— start —
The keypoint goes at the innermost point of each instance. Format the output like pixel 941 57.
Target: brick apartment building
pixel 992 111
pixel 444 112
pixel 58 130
— end —
▶ [SET PROBLEM]
In the items above, swap "brick apartment building" for "brick warehouse" and write out all the lines again with nothing else altered.

▶ [EXERCISE RESULT]
The keypoint goes at the innermost point of each instance. Format the output like pixel 941 57.
Target: brick warehouse
pixel 992 111
pixel 444 112
pixel 58 130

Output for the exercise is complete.